▸ **Information shown**

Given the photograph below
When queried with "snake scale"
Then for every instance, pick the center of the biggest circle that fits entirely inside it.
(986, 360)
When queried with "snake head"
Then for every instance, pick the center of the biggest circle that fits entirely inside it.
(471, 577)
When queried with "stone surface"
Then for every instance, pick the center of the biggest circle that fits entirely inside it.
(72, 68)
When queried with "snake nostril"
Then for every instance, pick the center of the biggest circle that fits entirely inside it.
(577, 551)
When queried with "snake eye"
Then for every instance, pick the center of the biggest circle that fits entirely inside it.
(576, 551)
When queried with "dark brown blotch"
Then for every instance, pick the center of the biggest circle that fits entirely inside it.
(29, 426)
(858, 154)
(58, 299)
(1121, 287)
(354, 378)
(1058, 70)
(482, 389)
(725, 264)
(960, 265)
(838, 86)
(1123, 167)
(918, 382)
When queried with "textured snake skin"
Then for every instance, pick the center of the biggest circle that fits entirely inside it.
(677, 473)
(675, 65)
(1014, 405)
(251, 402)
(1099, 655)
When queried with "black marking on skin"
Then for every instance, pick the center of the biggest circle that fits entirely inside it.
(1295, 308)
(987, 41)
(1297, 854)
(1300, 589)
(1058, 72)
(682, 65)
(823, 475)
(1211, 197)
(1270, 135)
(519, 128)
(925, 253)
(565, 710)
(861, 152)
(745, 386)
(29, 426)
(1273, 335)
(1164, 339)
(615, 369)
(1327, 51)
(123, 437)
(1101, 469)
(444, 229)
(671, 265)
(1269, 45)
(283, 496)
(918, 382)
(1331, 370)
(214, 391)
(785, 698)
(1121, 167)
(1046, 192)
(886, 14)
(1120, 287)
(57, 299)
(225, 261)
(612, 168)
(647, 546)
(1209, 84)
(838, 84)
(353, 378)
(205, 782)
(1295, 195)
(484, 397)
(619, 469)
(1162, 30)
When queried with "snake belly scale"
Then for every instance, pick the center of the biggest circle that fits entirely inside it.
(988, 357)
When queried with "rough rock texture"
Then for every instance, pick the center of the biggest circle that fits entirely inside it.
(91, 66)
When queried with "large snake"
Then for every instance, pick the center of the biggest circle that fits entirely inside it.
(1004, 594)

▸ **The exercise**
Copy the records above again, changing every "biggest" to "largest" and keeping all else the same.

▸ **Output of the exercise**
Given the photograph below
When queried with "snake scale"
Then for every instance, pick the center of the largest circle that fits entirely inside it.
(986, 360)
When queried with "snake head"
Then for every instance, pick the center of the largest circle that fits entirely inside it.
(471, 577)
When queried with "stone surface"
Then for every instance, pick the center of the largest circle that fits entirely inside it.
(72, 68)
When queried with "snake nostril"
Then for every instance, pick the center of the largest circle that fits entirely inside it.
(577, 551)
When queried with "snake eye"
Then for every instance, pick the center of the largest circle that fits entirely inside it.
(576, 551)
When queried with "dark brown blotch"
Then for every instance, pick the center of the largest circle that fits entirely inside it.
(29, 426)
(858, 154)
(58, 299)
(1121, 287)
(354, 378)
(1058, 70)
(482, 389)
(725, 264)
(960, 265)
(838, 86)
(1123, 167)
(918, 382)
When queried with "textured snake skin"
Then for every instance, pick the center of the largest circle that fits entirely inside it.
(677, 473)
(675, 65)
(1014, 405)
(251, 402)
(1099, 655)
When queried with "black marking on skin"
Then for every instance, pick the center of the largest circle that fits entirely inside it.
(1295, 308)
(987, 41)
(1297, 854)
(1300, 589)
(1058, 72)
(682, 65)
(823, 475)
(1211, 197)
(1270, 135)
(519, 128)
(925, 253)
(565, 710)
(861, 152)
(745, 386)
(29, 426)
(1273, 335)
(1164, 339)
(615, 369)
(1327, 51)
(123, 437)
(1101, 469)
(444, 229)
(671, 265)
(1269, 45)
(283, 496)
(918, 382)
(1331, 370)
(214, 391)
(785, 698)
(1121, 167)
(1046, 192)
(886, 14)
(1120, 287)
(57, 299)
(225, 261)
(612, 168)
(647, 546)
(1209, 84)
(838, 84)
(353, 378)
(205, 782)
(1295, 195)
(484, 397)
(619, 469)
(1162, 30)
When queried with "snake belly scale"
Then for every instance, pick the center of the largest circle that fits entirely inside it.
(988, 357)
When queried with "rough rock texture"
Then for every instance, pick the center of the largest circle that fits entirely inside it.
(91, 66)
When queried with "large snake"
Then for every instance, pick the center of the largest circle that fits entirely inside it.
(1004, 594)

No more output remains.